Vodou Adjae is the first album of the Haitian music group Boukman Eksperyans. It is distributed in the United States and Canada by Mango, a division of Island Records. All of the songs are in Haitian Creole.

The following information is from the inside jacket of the CD :

For thirty-five years, compas was the rhythm and the music to which Haiti danced. But in 1989, BOUKMAN EKSPERYANS introduced a revolution in Haitian music that helped to revitalize interest in Haiti's traditional culture and religion (Vodou). Their particular brand of dance music, Vodou Adjae, bridged the dancefloor and the Vodou temple, mixing influences from religious drumming and from the high-energy springtime festival called rara.

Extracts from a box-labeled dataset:
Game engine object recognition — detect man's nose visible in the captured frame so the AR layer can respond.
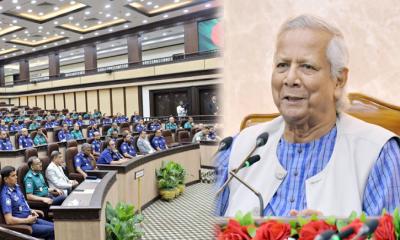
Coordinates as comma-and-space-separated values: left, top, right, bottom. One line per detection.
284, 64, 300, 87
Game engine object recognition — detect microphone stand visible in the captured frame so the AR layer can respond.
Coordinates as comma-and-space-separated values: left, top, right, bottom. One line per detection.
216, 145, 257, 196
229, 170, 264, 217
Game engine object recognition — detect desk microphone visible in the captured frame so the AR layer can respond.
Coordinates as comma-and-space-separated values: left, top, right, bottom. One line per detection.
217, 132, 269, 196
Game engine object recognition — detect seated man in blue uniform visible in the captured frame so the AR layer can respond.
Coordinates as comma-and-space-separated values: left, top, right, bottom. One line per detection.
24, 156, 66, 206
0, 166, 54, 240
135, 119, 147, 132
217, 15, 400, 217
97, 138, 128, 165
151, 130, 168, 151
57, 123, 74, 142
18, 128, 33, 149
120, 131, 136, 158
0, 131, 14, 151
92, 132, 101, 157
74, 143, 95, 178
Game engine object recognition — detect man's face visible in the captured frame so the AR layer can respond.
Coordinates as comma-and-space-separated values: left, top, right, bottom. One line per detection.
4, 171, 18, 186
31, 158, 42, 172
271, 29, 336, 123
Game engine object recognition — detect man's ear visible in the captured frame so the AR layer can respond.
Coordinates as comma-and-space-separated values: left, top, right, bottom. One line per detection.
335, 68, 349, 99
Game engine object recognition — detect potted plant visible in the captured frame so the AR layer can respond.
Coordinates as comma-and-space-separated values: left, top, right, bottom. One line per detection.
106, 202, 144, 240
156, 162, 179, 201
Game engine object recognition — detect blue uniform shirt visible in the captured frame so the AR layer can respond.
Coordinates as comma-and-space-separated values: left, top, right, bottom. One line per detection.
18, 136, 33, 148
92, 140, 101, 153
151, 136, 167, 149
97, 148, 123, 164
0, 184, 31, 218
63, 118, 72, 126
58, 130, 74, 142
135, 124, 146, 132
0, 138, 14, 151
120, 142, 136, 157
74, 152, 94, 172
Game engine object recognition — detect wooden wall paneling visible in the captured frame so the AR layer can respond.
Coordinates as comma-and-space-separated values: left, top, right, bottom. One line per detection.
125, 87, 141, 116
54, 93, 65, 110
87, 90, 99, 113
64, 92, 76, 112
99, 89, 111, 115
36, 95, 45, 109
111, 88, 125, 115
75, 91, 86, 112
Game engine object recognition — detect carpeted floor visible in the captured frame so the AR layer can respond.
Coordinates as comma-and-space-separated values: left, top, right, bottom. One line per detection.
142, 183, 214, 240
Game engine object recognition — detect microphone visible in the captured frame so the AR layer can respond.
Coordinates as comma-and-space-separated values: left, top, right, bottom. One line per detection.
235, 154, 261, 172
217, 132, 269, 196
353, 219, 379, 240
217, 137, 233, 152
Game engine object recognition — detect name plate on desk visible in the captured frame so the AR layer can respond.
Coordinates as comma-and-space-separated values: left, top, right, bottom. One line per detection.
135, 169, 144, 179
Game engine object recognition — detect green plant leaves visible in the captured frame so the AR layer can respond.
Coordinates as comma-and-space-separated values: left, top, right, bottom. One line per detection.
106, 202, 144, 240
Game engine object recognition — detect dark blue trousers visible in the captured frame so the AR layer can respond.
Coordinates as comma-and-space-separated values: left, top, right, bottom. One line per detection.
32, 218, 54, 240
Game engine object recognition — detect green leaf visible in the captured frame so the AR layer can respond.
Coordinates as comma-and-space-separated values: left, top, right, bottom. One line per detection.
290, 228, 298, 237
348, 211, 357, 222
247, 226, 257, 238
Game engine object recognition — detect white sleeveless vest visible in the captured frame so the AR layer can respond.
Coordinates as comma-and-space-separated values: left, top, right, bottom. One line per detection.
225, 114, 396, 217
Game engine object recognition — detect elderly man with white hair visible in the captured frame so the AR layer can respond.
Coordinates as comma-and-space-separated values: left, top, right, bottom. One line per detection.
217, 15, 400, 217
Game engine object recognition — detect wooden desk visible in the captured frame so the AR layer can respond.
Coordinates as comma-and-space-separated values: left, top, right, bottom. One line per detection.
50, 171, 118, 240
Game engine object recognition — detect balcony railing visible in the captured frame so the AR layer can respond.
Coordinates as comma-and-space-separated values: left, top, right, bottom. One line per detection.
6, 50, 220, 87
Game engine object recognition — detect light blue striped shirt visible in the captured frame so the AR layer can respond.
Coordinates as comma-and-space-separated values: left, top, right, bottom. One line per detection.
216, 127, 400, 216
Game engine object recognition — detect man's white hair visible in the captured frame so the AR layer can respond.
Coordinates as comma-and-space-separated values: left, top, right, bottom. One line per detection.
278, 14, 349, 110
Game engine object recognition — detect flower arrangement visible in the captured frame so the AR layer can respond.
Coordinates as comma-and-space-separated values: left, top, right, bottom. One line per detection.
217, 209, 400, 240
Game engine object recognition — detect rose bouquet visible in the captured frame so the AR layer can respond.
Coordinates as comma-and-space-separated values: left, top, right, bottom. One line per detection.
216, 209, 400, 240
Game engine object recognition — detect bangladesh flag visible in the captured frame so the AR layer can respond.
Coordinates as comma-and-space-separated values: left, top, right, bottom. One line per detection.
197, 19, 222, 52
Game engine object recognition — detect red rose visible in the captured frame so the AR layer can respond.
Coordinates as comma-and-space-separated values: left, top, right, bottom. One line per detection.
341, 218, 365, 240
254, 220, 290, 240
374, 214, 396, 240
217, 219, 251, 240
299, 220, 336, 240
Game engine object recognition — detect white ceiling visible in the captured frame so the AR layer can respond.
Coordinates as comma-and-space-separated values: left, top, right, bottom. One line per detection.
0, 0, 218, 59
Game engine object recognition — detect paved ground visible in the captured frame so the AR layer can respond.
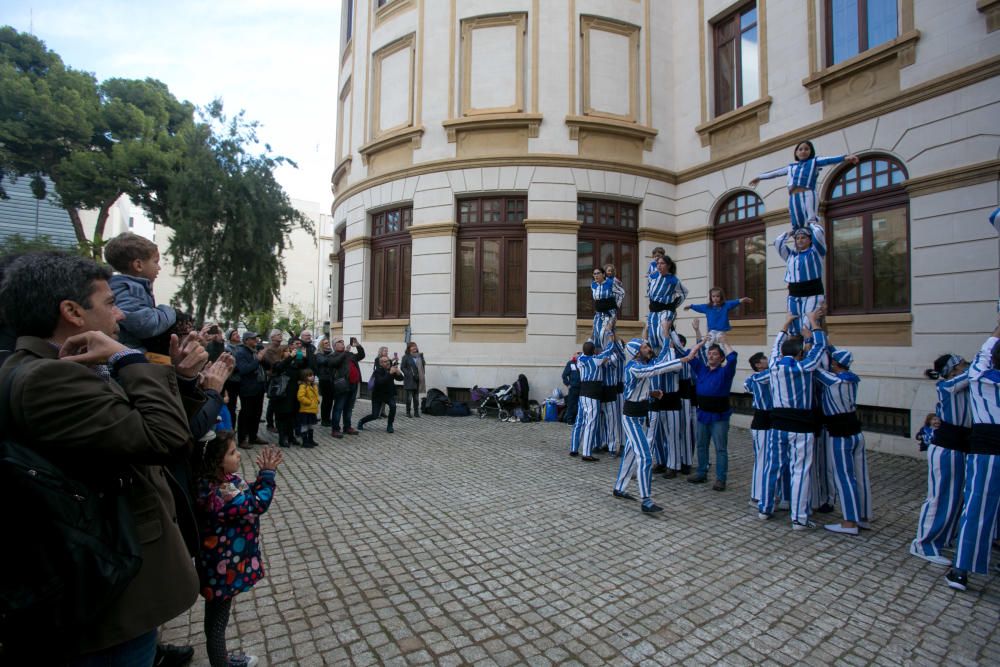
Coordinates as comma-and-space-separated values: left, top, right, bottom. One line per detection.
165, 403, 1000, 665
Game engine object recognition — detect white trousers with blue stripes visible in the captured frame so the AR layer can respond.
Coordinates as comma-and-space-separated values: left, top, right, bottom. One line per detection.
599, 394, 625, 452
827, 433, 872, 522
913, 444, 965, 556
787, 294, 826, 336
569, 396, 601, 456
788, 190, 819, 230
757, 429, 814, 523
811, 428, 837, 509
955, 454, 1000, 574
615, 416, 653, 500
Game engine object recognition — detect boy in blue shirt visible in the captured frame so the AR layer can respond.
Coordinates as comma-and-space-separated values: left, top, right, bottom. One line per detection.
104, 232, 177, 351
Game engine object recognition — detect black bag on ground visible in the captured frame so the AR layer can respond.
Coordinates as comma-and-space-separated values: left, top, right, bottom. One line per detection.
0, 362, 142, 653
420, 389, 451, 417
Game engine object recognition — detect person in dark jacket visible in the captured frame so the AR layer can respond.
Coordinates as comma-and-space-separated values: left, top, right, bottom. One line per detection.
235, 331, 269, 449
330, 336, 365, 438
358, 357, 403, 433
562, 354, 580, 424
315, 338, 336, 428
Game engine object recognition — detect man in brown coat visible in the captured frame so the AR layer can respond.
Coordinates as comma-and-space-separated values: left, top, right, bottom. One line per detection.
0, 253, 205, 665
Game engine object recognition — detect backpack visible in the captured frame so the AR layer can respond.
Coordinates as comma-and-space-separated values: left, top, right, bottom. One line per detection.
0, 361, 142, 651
* * *
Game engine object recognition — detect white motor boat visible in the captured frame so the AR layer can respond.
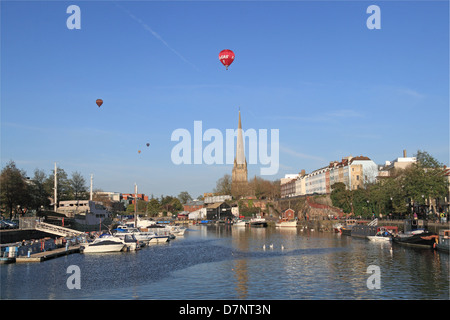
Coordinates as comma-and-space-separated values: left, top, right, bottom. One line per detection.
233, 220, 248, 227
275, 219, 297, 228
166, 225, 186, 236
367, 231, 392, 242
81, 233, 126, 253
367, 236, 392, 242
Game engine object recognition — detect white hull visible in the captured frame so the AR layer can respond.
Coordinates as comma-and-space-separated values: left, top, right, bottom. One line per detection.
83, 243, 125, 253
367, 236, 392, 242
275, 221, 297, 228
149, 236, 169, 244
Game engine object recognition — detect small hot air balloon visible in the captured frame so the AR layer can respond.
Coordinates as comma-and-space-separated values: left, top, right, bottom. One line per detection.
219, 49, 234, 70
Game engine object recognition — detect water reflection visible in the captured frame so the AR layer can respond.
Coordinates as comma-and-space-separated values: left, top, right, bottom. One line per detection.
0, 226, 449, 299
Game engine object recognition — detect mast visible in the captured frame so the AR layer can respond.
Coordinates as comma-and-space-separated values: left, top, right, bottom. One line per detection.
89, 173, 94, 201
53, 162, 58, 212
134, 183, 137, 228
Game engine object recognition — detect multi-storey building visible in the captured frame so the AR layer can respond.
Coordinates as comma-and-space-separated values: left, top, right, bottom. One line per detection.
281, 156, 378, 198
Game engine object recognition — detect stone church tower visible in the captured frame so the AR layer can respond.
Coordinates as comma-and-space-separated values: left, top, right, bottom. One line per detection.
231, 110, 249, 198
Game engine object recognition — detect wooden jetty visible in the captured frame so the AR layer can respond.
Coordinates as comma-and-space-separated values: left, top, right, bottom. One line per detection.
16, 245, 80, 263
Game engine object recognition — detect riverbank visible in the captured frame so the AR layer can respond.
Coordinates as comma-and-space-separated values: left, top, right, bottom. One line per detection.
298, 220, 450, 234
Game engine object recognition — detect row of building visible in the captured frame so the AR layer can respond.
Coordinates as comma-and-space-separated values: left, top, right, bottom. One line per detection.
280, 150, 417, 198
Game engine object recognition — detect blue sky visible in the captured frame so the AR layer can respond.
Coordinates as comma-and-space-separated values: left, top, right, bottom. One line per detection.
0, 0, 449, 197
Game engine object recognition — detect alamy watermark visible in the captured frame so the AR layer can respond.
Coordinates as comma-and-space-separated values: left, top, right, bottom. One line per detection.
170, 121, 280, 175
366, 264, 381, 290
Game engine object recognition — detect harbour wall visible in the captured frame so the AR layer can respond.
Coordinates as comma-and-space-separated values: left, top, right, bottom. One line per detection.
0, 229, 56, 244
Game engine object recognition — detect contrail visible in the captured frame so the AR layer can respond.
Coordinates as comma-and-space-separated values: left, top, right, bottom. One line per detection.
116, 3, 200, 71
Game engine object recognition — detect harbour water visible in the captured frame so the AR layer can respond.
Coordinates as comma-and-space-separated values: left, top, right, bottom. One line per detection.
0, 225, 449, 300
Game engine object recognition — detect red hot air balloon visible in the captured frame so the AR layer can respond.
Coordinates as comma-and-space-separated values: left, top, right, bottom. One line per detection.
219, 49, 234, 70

EXERCISE REQUIREMENTS:
a. Answer these questions using the passage on the album Vodou Adjae:
(i) Which company distributes the album in the United States and Canada?
(ii) What language are all of the songs in?
(iii) For how many years was compas the rhythm to which Haiti danced?
b. Write the next part of the passage on the album Vodou Adjae, starting after its final sentence.
None of the entries is needed for the work on the Vodou Adjae passage.

TASK-BY-TASK ANSWERS:
a.
(i) Mango, a division of Island Records
(ii) Haitian Creole
(iii) Thirty-five years

b.
Their message of unity, concern for Haiti's impoverished peasants, and intolerance for political corruption and neglect struck a chord with a country seeking identity and direction after a long period of political strife. The message was transmitted through an irresistible beat and BOUKMAN EKSPERYANS won both the contest for best song in Haiti in 1989 as well as the public imagination (and the sense of frustration with recent political events) is unmatched in modern Haitian history.

BOUKMAN was the slave leader who helped to launch the revolution that led to the overthrow of French colonialism and the birth of the first black republic in the world in 1804. BOUKMAN was also a priest of the new Afro-Haitian religion called Vodou that helped to unify the Haitian slave to carry out the revolution. BOUKMAN EKSPERYANS captures the experience embodied in the image of BOUKMAN: a blend of African and Christian spirituality, stubborn resistance to oppression, and a fierce pride in the people, history and culture of Haiti.

Track listing
 "Se Kreyól Nou Ye" (We're Creole)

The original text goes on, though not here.